PROVIDED DATA:

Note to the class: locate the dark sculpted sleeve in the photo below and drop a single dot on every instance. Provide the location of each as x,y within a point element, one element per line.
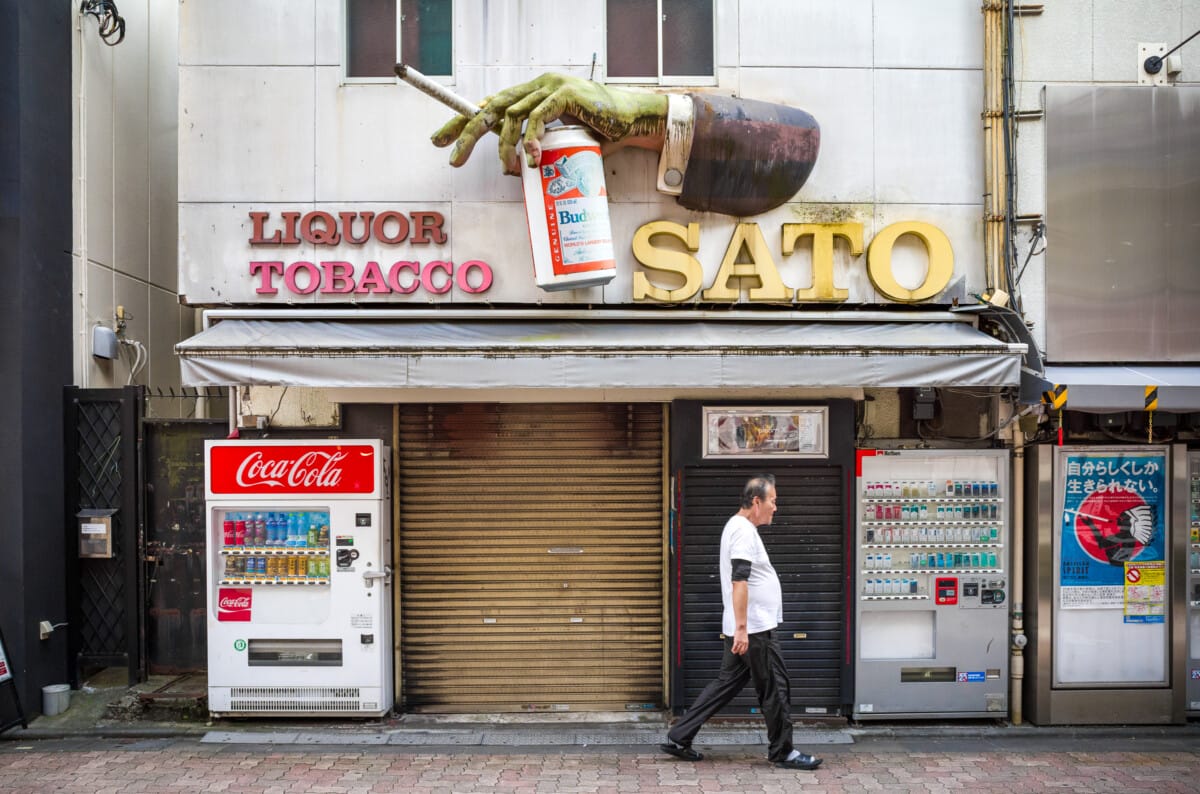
<point>747,156</point>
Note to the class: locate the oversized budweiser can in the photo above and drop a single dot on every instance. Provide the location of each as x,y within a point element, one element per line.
<point>567,208</point>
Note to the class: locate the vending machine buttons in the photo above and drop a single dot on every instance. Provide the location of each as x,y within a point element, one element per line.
<point>947,589</point>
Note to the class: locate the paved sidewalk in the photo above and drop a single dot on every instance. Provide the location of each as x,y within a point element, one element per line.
<point>96,767</point>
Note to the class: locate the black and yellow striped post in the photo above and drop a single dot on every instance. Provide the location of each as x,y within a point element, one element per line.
<point>1151,407</point>
<point>1056,398</point>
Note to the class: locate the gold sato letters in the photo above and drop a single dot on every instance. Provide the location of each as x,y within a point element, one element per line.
<point>757,269</point>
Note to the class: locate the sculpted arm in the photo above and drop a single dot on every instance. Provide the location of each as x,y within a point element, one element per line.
<point>634,118</point>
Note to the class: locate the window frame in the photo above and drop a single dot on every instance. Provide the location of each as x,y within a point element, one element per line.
<point>347,79</point>
<point>673,80</point>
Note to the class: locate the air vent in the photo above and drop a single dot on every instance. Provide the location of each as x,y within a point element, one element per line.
<point>295,698</point>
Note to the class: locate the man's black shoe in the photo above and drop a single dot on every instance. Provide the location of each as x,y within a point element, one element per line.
<point>799,762</point>
<point>679,751</point>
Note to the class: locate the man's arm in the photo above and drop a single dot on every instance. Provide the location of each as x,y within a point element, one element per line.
<point>741,603</point>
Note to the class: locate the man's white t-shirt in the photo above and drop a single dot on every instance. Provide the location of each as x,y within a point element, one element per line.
<point>765,607</point>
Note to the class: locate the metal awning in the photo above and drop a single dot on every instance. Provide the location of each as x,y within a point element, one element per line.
<point>1122,388</point>
<point>600,354</point>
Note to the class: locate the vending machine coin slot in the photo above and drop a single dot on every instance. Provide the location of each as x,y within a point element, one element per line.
<point>947,589</point>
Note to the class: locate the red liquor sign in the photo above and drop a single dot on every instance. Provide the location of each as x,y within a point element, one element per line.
<point>292,469</point>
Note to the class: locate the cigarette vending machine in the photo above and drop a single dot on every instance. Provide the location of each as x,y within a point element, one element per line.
<point>1193,584</point>
<point>933,583</point>
<point>299,584</point>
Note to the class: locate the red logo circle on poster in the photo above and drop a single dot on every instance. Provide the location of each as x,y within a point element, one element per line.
<point>1103,525</point>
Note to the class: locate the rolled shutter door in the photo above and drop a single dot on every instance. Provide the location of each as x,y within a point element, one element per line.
<point>532,557</point>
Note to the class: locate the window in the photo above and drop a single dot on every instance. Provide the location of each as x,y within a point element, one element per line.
<point>660,41</point>
<point>376,40</point>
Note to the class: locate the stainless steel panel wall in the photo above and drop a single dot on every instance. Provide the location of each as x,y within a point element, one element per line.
<point>1122,223</point>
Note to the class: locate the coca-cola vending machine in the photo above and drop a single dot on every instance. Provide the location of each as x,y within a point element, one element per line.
<point>299,541</point>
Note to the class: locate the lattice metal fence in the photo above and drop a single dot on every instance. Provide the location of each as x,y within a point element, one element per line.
<point>103,474</point>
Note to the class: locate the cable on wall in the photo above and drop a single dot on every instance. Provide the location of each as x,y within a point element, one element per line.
<point>112,23</point>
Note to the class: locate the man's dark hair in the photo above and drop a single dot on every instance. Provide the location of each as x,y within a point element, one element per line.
<point>756,487</point>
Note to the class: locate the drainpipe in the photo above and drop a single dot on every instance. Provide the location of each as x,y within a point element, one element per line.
<point>995,210</point>
<point>1017,585</point>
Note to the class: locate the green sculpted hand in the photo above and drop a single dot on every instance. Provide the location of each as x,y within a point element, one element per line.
<point>617,114</point>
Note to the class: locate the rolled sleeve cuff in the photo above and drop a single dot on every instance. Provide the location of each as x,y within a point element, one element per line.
<point>677,145</point>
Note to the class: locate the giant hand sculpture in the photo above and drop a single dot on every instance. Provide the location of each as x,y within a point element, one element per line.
<point>719,154</point>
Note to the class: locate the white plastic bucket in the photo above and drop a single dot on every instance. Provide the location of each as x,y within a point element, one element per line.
<point>567,208</point>
<point>55,698</point>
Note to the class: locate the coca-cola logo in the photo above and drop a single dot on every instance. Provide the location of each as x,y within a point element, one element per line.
<point>293,468</point>
<point>312,469</point>
<point>234,605</point>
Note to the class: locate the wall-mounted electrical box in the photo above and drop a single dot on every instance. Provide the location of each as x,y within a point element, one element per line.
<point>96,531</point>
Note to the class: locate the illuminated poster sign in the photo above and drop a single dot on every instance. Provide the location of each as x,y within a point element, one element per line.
<point>1113,533</point>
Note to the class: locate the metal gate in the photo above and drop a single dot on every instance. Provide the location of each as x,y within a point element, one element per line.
<point>103,474</point>
<point>532,557</point>
<point>805,543</point>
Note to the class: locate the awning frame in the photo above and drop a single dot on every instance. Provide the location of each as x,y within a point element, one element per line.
<point>588,349</point>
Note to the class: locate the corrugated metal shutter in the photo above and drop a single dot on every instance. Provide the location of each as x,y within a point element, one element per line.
<point>805,546</point>
<point>532,557</point>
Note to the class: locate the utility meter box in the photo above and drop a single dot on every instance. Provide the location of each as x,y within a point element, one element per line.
<point>96,531</point>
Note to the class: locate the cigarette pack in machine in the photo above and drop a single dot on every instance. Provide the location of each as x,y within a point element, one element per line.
<point>933,583</point>
<point>298,577</point>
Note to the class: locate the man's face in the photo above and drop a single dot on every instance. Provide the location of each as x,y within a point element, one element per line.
<point>763,509</point>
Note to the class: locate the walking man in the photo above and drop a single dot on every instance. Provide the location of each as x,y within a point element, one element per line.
<point>754,607</point>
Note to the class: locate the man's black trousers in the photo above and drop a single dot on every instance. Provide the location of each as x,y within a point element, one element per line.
<point>763,662</point>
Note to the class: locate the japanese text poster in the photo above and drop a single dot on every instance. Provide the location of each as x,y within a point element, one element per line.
<point>1113,523</point>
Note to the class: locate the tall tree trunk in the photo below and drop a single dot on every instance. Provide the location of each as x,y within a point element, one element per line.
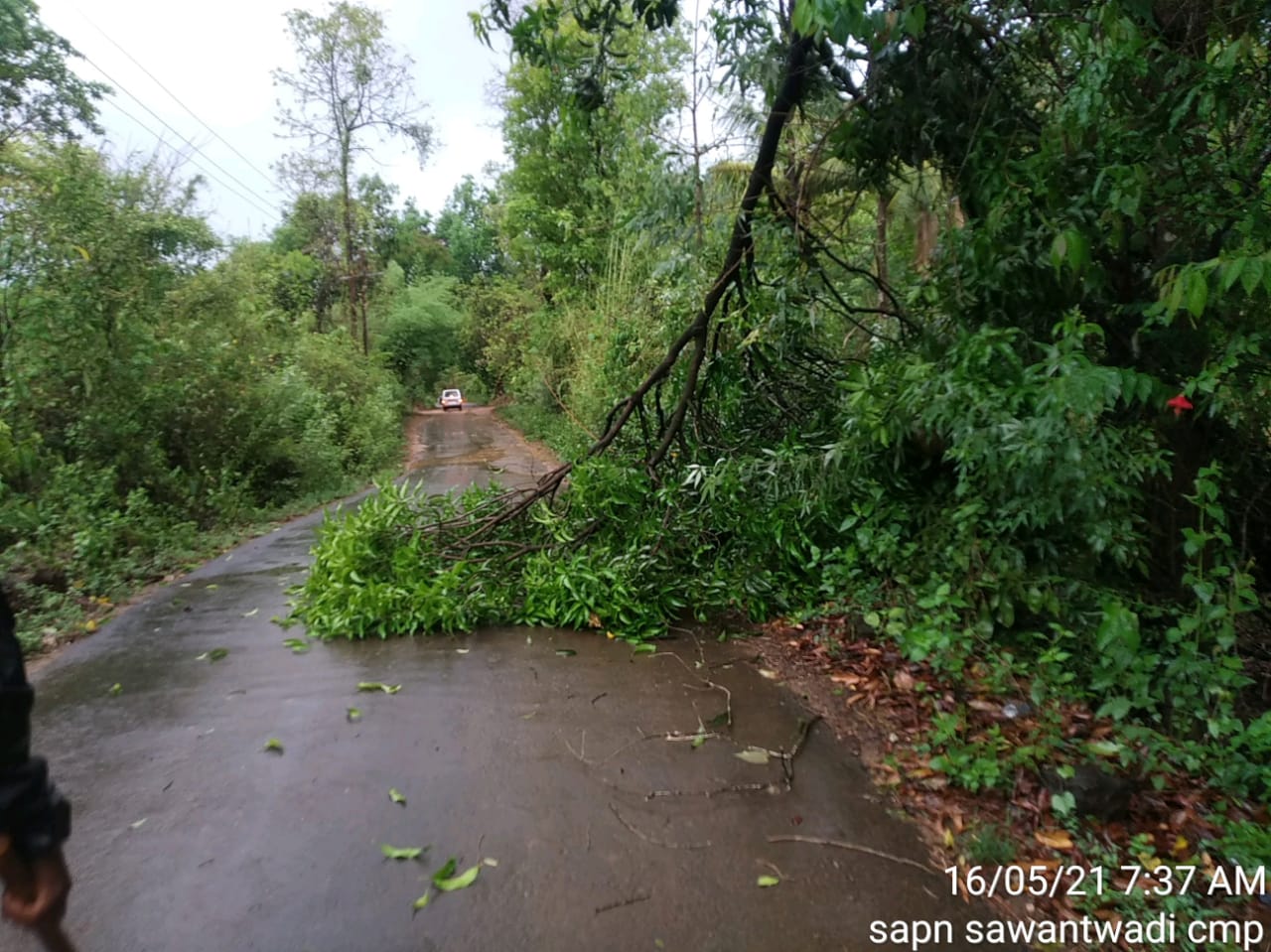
<point>884,218</point>
<point>346,201</point>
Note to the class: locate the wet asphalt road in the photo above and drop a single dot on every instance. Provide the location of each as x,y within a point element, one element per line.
<point>191,838</point>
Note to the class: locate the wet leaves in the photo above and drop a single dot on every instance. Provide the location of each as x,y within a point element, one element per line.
<point>379,687</point>
<point>446,881</point>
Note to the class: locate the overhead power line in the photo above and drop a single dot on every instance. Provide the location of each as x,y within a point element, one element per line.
<point>168,126</point>
<point>266,176</point>
<point>160,140</point>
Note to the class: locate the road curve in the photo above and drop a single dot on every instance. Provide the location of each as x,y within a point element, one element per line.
<point>558,755</point>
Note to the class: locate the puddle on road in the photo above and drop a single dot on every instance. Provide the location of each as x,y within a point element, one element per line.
<point>607,784</point>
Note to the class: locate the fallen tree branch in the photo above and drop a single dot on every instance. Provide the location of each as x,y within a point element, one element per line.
<point>620,903</point>
<point>853,847</point>
<point>644,837</point>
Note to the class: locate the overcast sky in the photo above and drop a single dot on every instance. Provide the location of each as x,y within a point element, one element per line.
<point>216,59</point>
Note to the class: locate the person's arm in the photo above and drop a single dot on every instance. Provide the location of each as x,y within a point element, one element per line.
<point>32,812</point>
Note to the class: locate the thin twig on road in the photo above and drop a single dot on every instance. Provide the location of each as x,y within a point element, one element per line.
<point>853,847</point>
<point>644,837</point>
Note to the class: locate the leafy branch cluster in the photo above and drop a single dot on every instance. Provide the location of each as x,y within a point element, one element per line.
<point>983,356</point>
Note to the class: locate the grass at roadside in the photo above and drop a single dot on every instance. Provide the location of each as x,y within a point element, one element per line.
<point>562,436</point>
<point>53,615</point>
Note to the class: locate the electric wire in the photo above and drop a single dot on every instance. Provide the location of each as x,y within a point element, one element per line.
<point>164,122</point>
<point>160,140</point>
<point>229,145</point>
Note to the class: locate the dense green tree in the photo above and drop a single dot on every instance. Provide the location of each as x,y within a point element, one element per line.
<point>349,84</point>
<point>469,229</point>
<point>39,91</point>
<point>981,354</point>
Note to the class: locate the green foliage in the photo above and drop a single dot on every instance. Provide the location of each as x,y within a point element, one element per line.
<point>153,402</point>
<point>40,95</point>
<point>990,370</point>
<point>422,339</point>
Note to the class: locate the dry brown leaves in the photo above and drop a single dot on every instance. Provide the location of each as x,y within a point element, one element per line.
<point>866,689</point>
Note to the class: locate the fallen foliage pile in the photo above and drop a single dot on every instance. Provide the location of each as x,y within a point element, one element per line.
<point>894,710</point>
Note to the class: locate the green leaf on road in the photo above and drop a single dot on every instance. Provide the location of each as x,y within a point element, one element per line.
<point>379,687</point>
<point>457,883</point>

EXERCISE INSTRUCTIONS:
In the listing above, find the line containing "Note to the class: locate the thin"; that line and every line after it, through the last, are to be retyped exactly.

WORKED SOLUTION:
Note to the class: locate the thin twig on road in the photo above and drop a single dot on every instance. Provide the location of each as x,y within a point element, one element per line.
<point>853,847</point>
<point>644,837</point>
Note to the class: locate the leafy branch cluster in the photo above and drop a single dot on every instance. Provide the location of each as x,y within a point element, one element per line.
<point>983,356</point>
Note to the class: locate the grass at roadside in the photo above and drop a single dot on every instance. Provide the location of each as x,y within a point element, one element per line.
<point>562,436</point>
<point>53,615</point>
Note to the class: locate the electric wire in the photo above and drop a single dot on every instance. Provide the location of each as x,y within a point element, one element per line.
<point>164,122</point>
<point>160,140</point>
<point>229,145</point>
Note to the class: locate the dense green tree in the photo above and drop a single dot on every instance. Provide the location of each as x,y within a point element, one element per line.
<point>349,84</point>
<point>469,229</point>
<point>39,91</point>
<point>981,354</point>
Note to the class: locate the green foliage in the photo above and drop a single dot on every instance. Provide the location of each as x,y within a point element, one element per line.
<point>153,402</point>
<point>40,95</point>
<point>990,370</point>
<point>422,339</point>
Note to the class: locate the dry brown leaves in the photo above and drop a single dot on every instance. Provide the location of each as x,y within a point element, one element per line.
<point>866,689</point>
Note to the class: locate the fallen foliage pile in the photo above and drop a single dot on every instance. Provide the location of each as x,y within a point element, one element per line.
<point>894,710</point>
Note to the class: locate the green leaf on road in the photo above and drop a single dot on every instance. Provide the location of each as x,y within a point element, one element per line.
<point>379,687</point>
<point>457,883</point>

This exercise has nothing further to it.